Supplied material:
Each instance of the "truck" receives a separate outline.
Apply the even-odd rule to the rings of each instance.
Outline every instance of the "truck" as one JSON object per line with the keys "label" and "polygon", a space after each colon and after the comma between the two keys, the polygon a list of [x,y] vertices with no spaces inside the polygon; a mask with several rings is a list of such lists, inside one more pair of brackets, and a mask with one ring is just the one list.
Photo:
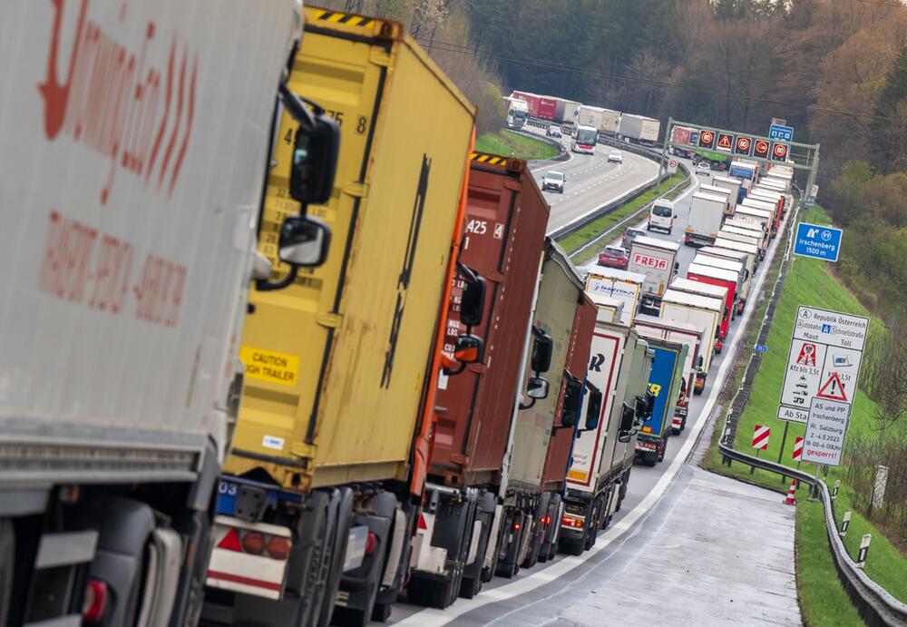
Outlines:
{"label": "truck", "polygon": [[576,127],[573,141],[571,142],[571,152],[580,154],[594,154],[595,144],[599,142],[599,132],[594,126],[580,124]]}
{"label": "truck", "polygon": [[[601,295],[591,294],[600,302]],[[598,320],[592,333],[587,386],[587,416],[594,426],[578,432],[561,518],[560,546],[579,555],[591,548],[599,530],[619,509],[627,493],[639,421],[647,416],[646,386],[652,355],[632,328]]]}
{"label": "truck", "polygon": [[736,198],[731,195],[731,190],[717,185],[699,185],[699,193],[719,196],[725,199],[724,214],[726,218],[734,215],[734,207],[736,205]]}
{"label": "truck", "polygon": [[[438,383],[428,505],[419,518],[407,588],[411,603],[444,608],[458,594],[472,598],[482,588],[483,556],[500,526],[502,464],[531,338],[548,215],[524,161],[472,154],[460,261],[485,278],[491,295],[485,323],[471,331],[483,340],[485,357]],[[448,307],[449,351],[464,329],[456,295]]]}
{"label": "truck", "polygon": [[[681,279],[678,277],[671,281],[671,289],[680,292],[688,292],[689,294],[707,296],[710,299],[717,299],[721,301],[721,318],[718,322],[718,337],[717,340],[715,342],[715,352],[716,354],[720,355],[722,340],[727,337],[727,327],[730,324],[731,317],[733,316],[735,309],[734,293],[736,287],[736,278],[734,278],[734,284],[730,287],[718,285],[717,283],[698,280],[698,279],[701,279],[703,276],[707,276],[707,266],[703,268],[697,263],[691,263],[689,268],[692,268],[693,276],[697,277],[697,279]],[[690,270],[688,269],[688,276]]]}
{"label": "truck", "polygon": [[[454,287],[461,320],[479,328],[484,310],[481,278],[457,263],[475,109],[402,24],[312,7],[305,18],[288,87],[347,129],[329,200],[310,208],[344,243],[282,292],[249,296],[205,615],[360,625],[386,618],[408,577],[442,366],[482,353],[467,333],[455,360],[444,355]],[[305,149],[283,142],[293,131],[284,116],[278,162]],[[287,211],[278,174],[266,233]]]}
{"label": "truck", "polygon": [[718,299],[712,299],[698,294],[688,294],[675,289],[668,289],[661,300],[661,311],[658,318],[666,320],[686,322],[704,330],[700,355],[702,355],[702,371],[697,377],[705,389],[707,382],[708,370],[712,366],[712,357],[715,354],[715,342],[718,336],[718,326],[721,324],[721,309],[724,304]]}
{"label": "truck", "polygon": [[[593,295],[603,294],[622,301],[619,322],[629,326],[633,317],[639,310],[645,282],[646,275],[639,272],[628,272],[613,268],[596,268],[586,276],[586,291]],[[601,309],[600,304],[599,309]]]}
{"label": "truck", "polygon": [[753,275],[747,269],[748,259],[746,253],[715,246],[706,246],[697,251],[693,258],[693,263],[733,272],[736,277],[735,282],[739,286],[736,289],[736,313],[739,314],[744,310],[749,298],[753,279]]}
{"label": "truck", "polygon": [[654,118],[633,113],[623,113],[620,116],[620,125],[618,136],[644,146],[656,146],[661,132],[661,122]]}
{"label": "truck", "polygon": [[629,248],[629,263],[627,271],[642,274],[646,279],[642,283],[643,313],[657,310],[661,295],[668,284],[678,273],[680,264],[678,252],[680,247],[673,241],[665,241],[639,235],[634,238]]}
{"label": "truck", "polygon": [[697,375],[702,369],[704,359],[702,349],[701,327],[679,320],[664,319],[655,316],[640,314],[633,320],[633,327],[644,338],[664,339],[687,347],[687,358],[683,365],[683,380],[680,394],[678,396],[677,408],[671,418],[671,431],[679,436],[687,428],[687,417],[689,409],[689,399],[694,394],[700,394],[702,387],[697,387]]}
{"label": "truck", "polygon": [[580,124],[591,126],[602,134],[614,137],[620,127],[620,112],[582,104],[579,109],[578,122]]}
{"label": "truck", "polygon": [[708,246],[715,243],[725,219],[726,195],[697,191],[689,204],[689,216],[684,231],[685,246]]}
{"label": "truck", "polygon": [[[595,317],[595,308],[585,296],[570,258],[549,240],[532,326],[551,338],[549,371],[553,387],[546,397],[530,397],[528,402],[517,405],[504,471],[504,510],[497,550],[497,573],[505,577],[515,574],[521,566],[532,566],[548,532],[557,531],[551,528],[556,521],[548,515],[553,503],[560,510],[571,445],[580,422]],[[532,363],[524,372],[527,381],[531,374],[539,376]],[[526,386],[527,394],[532,388],[535,386]],[[547,545],[549,551],[554,546]]]}
{"label": "truck", "polygon": [[529,105],[526,104],[526,101],[504,97],[504,102],[507,103],[507,128],[523,128],[529,117]]}
{"label": "truck", "polygon": [[0,22],[0,623],[194,624],[278,94],[297,269],[337,129],[282,85],[297,3],[73,5]]}
{"label": "truck", "polygon": [[743,181],[733,176],[713,176],[712,184],[716,187],[721,187],[728,191],[730,191],[731,196],[731,205],[736,205],[743,200],[744,189]]}
{"label": "truck", "polygon": [[648,338],[647,343],[654,352],[649,375],[649,394],[654,400],[651,413],[636,436],[636,458],[651,466],[665,458],[678,397],[683,394],[687,347],[653,338]]}

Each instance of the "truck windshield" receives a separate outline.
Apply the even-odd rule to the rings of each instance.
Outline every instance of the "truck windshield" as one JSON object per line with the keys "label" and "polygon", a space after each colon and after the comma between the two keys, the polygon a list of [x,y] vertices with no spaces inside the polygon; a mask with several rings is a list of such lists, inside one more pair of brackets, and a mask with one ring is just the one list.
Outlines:
{"label": "truck windshield", "polygon": [[599,132],[590,129],[580,129],[576,132],[576,142],[594,144],[599,140]]}

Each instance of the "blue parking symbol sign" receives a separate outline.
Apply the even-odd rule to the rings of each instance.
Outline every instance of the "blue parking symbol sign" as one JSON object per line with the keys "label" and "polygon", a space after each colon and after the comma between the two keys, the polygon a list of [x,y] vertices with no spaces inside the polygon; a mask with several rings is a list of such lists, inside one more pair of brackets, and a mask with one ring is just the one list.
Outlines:
{"label": "blue parking symbol sign", "polygon": [[837,261],[841,250],[841,230],[821,224],[799,222],[794,240],[794,254],[823,261]]}

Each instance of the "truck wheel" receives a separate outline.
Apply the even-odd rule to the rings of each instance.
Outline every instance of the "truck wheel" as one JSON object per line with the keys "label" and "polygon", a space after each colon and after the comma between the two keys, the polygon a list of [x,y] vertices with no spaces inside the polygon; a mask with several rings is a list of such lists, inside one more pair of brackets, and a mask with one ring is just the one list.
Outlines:
{"label": "truck wheel", "polygon": [[0,625],[6,624],[13,596],[13,564],[15,562],[15,530],[13,521],[0,518]]}

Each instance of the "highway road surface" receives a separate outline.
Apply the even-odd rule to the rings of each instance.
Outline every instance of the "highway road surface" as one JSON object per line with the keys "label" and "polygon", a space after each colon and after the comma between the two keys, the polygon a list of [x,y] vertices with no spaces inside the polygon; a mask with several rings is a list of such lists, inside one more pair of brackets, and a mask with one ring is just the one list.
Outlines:
{"label": "highway road surface", "polygon": [[[608,150],[600,145],[591,159],[606,162]],[[629,156],[627,152],[624,154]],[[602,196],[596,191],[596,180],[601,181],[602,174],[607,176],[620,167],[598,161],[583,165],[577,162],[578,158],[551,166],[568,172],[568,176],[575,169],[574,182],[577,178],[584,177],[580,178],[580,184],[586,190],[575,200],[565,195],[561,208],[568,211],[563,213],[559,213],[560,210],[555,209],[558,203],[554,202],[552,222],[600,204]],[[625,159],[624,167],[629,162]],[[629,172],[629,169],[623,171]],[[675,201],[678,219],[673,233],[653,232],[652,237],[678,242],[682,240],[690,197],[698,184],[707,182],[710,177],[694,174],[694,184]],[[635,183],[635,180],[618,180],[625,190]],[[619,186],[609,185],[607,193],[619,195]],[[617,236],[616,233],[615,239]],[[601,245],[604,244],[603,241]],[[772,243],[769,257],[778,245],[777,240]],[[694,249],[681,246],[678,276],[686,275],[686,268],[694,255]],[[770,289],[771,281],[766,276],[768,266],[767,260],[760,264],[753,286],[754,295]],[[521,570],[511,580],[495,577],[484,584],[474,599],[459,599],[444,611],[397,603],[389,622],[415,627],[485,624],[560,627],[606,624],[612,621],[614,624],[639,625],[727,624],[735,621],[742,624],[761,622],[799,624],[793,565],[793,508],[780,507],[781,499],[775,493],[742,487],[732,479],[712,475],[691,465],[695,463],[691,454],[699,440],[705,446],[709,438],[714,423],[710,417],[719,413],[716,411],[717,397],[734,358],[738,350],[748,349],[741,346],[740,329],[756,309],[754,296],[743,315],[731,324],[722,354],[712,360],[703,395],[691,399],[686,431],[668,440],[662,463],[654,467],[634,466],[620,512],[614,515],[610,526],[600,534],[591,550],[575,557],[558,555],[553,561]],[[714,513],[714,516],[706,521],[702,516],[704,512]],[[734,513],[739,514],[736,519]],[[744,520],[748,524],[741,523]],[[760,552],[763,544],[772,550]],[[639,556],[650,565],[666,560],[671,563],[673,574],[666,575],[668,579],[665,576],[653,579],[639,565],[622,573],[637,562],[630,556]],[[725,558],[727,562],[723,561]],[[678,568],[683,563],[688,566]],[[724,581],[725,573],[704,571],[714,569],[718,563],[734,573],[723,596],[717,596],[714,586],[707,582],[703,593],[699,593],[695,582],[683,581],[685,570],[697,573],[696,576],[709,577],[708,582]],[[619,572],[622,573],[616,577]],[[663,613],[655,616],[639,613],[638,621],[630,620],[638,605],[649,610],[658,605],[653,605],[652,596],[659,594],[659,590],[650,584],[660,582],[668,585],[668,580],[674,586],[672,593],[687,595],[676,609],[678,620],[669,619],[675,602],[667,595]],[[709,590],[712,592],[707,593]],[[772,602],[766,601],[767,598],[782,600],[775,606],[780,610],[778,615],[754,613],[751,607],[746,609],[754,603],[771,604]],[[619,611],[614,603],[620,606]],[[612,611],[618,613],[610,613]]]}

Work to complete:
Find every line in the data above that contains the string "symbol", and copy each of those lines.

Result for this exercise:
Each instance of the "blue parking symbol sign" receives a separate outline.
Outline every instance of the "blue parking symbol sign" as one JSON object per line with the keys "label" and "polygon", a space after each colon and after the comma between the two keys, the polygon a list of [x,y] vertices with no spaces inside the polygon; a mask with several rings is a list of such lists, inside one more pair of brackets, and a mask with one ring is just the one list.
{"label": "blue parking symbol sign", "polygon": [[837,261],[841,250],[841,230],[821,224],[799,222],[794,240],[794,254],[823,261]]}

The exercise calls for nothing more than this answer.